··· INPUT RECORDS ···

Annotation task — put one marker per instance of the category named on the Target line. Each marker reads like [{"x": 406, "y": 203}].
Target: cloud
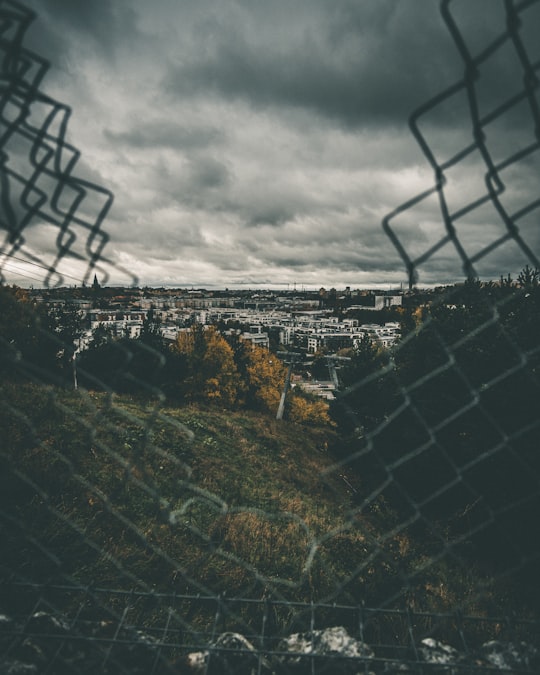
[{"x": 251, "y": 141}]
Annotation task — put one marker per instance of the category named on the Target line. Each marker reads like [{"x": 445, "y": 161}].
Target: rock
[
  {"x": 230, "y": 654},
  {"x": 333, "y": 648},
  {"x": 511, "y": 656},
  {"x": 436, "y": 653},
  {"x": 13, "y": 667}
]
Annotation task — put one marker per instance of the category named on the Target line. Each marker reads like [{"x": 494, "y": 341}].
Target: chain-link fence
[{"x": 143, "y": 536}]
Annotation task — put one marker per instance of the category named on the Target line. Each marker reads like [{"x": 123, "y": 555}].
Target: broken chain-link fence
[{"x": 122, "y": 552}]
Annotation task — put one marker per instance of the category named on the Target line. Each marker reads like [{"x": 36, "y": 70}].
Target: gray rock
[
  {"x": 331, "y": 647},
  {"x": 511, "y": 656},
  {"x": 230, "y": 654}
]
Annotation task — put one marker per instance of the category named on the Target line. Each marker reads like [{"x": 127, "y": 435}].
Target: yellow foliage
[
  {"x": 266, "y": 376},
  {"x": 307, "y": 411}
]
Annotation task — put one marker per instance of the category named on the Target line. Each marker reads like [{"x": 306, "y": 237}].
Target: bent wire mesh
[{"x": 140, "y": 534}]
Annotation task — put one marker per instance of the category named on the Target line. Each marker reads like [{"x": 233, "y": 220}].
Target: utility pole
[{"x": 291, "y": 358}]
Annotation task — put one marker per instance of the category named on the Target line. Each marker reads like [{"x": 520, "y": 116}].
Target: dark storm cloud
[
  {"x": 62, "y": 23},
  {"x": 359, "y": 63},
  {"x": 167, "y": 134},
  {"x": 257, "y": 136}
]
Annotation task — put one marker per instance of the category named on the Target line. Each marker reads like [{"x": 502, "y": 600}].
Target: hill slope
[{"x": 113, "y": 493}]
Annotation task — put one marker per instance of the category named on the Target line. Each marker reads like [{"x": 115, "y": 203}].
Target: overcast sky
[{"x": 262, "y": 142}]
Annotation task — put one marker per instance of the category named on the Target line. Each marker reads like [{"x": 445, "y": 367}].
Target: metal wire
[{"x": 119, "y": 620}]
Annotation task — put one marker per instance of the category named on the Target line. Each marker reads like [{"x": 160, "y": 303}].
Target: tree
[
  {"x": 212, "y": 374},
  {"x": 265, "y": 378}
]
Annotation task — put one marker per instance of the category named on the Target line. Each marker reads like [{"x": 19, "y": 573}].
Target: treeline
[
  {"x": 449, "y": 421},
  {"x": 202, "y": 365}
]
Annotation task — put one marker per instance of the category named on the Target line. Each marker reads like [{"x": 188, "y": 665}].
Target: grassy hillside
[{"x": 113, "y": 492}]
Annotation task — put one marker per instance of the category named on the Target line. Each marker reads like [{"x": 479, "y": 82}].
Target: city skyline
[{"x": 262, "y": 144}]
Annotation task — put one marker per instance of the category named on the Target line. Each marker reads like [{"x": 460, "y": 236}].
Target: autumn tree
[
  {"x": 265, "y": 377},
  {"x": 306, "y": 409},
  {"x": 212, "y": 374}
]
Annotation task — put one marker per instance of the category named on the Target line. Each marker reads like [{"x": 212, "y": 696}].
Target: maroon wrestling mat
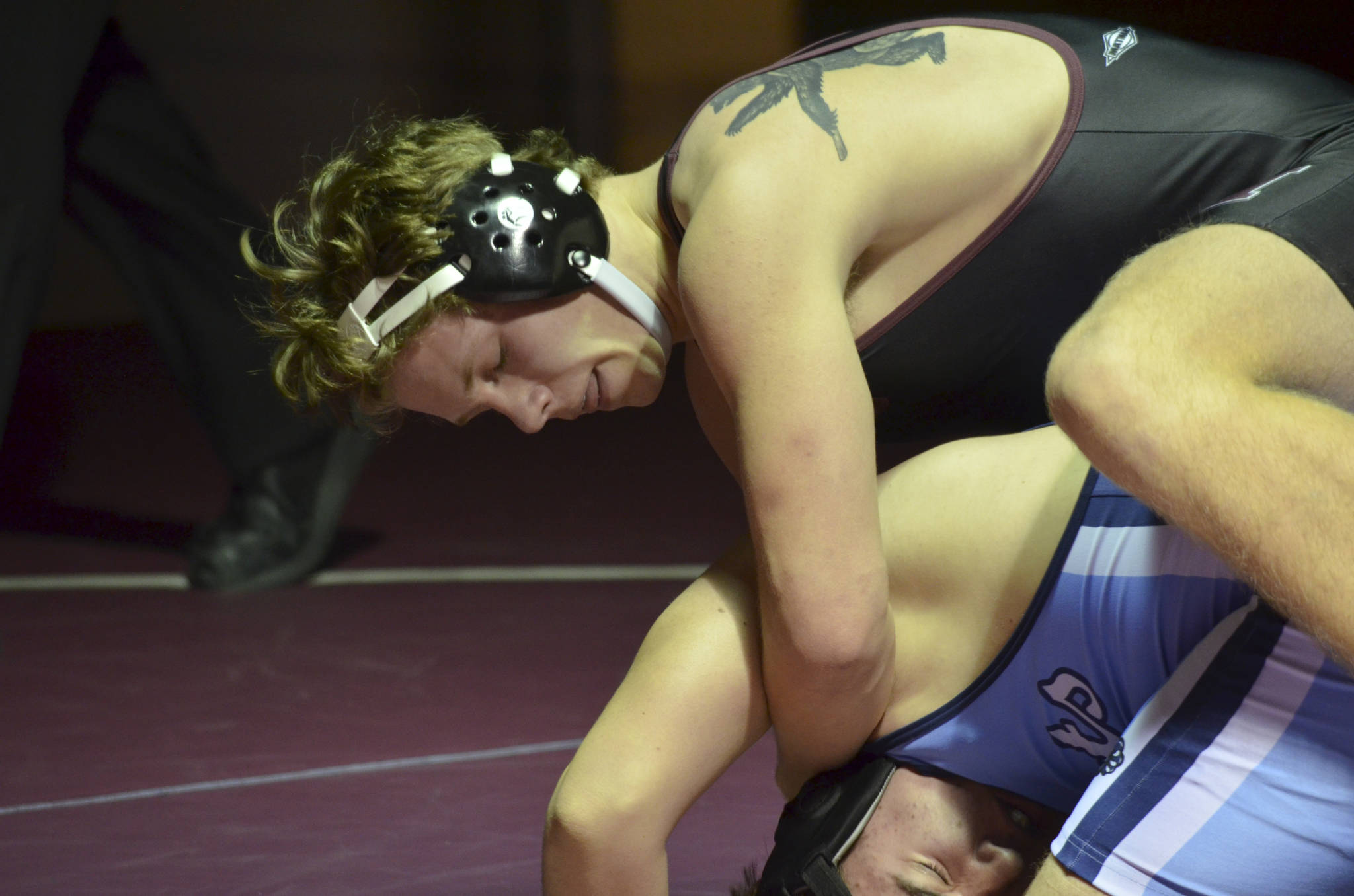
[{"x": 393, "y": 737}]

···

**WORK TO COMPLETE:**
Every line of the data is to be transcribed exactly, and no picture is to be included.

**OUTPUT:**
Annotation task — put one marker per instance of the category named on the Target line. Each marker reads like [{"x": 406, "y": 203}].
Target: cloud
[{"x": 251, "y": 141}]
Annotation task — put one marker per instance of the category named on the Target line. Each marker reads like [{"x": 445, "y": 161}].
Target: rock
[
  {"x": 230, "y": 654},
  {"x": 333, "y": 648},
  {"x": 511, "y": 656},
  {"x": 436, "y": 653},
  {"x": 13, "y": 667}
]
Annotation task — put one marker per instance of the category named on the Target line. Each marker reads like [{"x": 494, "y": 341}].
Target: chain-link fence
[{"x": 143, "y": 536}]
Annotation task — put one marker per instance of the category named on the Target line. Each marker reads like [{"x": 123, "y": 555}].
Target: broken chain-link fence
[{"x": 122, "y": 552}]
Annotation task — put one marker per instance of the category named on the Target line. Each marker reads like [{"x": 36, "y": 70}].
Target: gray rock
[
  {"x": 331, "y": 647},
  {"x": 511, "y": 656},
  {"x": 230, "y": 654}
]
Annotation task — put one marker per instance of the category named on the Target line. Each marker reads like [{"x": 127, "y": 435}].
Target: yellow foliage
[
  {"x": 266, "y": 376},
  {"x": 307, "y": 411}
]
Annotation task — put one marker per instance of the category named on the Target line. Each marker reads like [{"x": 306, "y": 237}].
Target: bent wire mesh
[{"x": 140, "y": 534}]
Annotation task — put one marker per instance of the category named on the Target line. Each marker reads like [{"x": 233, "y": 220}].
Target: utility pole
[{"x": 291, "y": 358}]
Annotation task — put one marker per instance of the category named on the Target line. Each marker reads like [{"x": 520, "y": 116}].
Target: dark storm cloud
[
  {"x": 62, "y": 23},
  {"x": 359, "y": 63},
  {"x": 167, "y": 134},
  {"x": 257, "y": 136}
]
Annotation task — put one marker per instance of the category named on the Target line. Each marker reads like [{"x": 502, "y": 600}].
Target: hill slope
[{"x": 113, "y": 493}]
Annotation task — put one marker per instance of the category named on the Target line. Each marker reads like [{"x": 115, "y": 203}].
Target: overcast sky
[{"x": 262, "y": 142}]
Annotation task — put one marker per instance of the category named on the Target line. Each marker reads like [{"x": 445, "y": 367}].
Target: metal wire
[{"x": 119, "y": 620}]
Annotation task — put one marker per instance of the category named on the Target line. Each marker reads like [{"x": 160, "y": 303}].
Target: tree
[
  {"x": 212, "y": 374},
  {"x": 265, "y": 378}
]
Annotation task — put one marker per instance of the category named on the Target line. Each marker reads like [{"x": 19, "y": 573}].
Target: treeline
[
  {"x": 449, "y": 421},
  {"x": 202, "y": 365}
]
Annotation task — put one marker per instance of the category named on the Target line. Each marker reads like [{"x": 188, "y": 665}].
Target: grassy hillside
[{"x": 113, "y": 492}]
Annotation task — put one marker per instance of the category named on the Target line. Each marker reads like [{"x": 479, "y": 82}].
Target: city skyline
[{"x": 262, "y": 144}]
Annotation task — put one marker per instance of the category named on the Target line. Each marker reads like [{"x": 460, "y": 236}].
Target: autumn tree
[
  {"x": 265, "y": 377},
  {"x": 306, "y": 409},
  {"x": 212, "y": 374}
]
Annotation task — put one marker per instance of the category named on the Target line. Each marker reads like [{"x": 212, "y": 696}].
Target: maroon wrestling mat
[{"x": 393, "y": 737}]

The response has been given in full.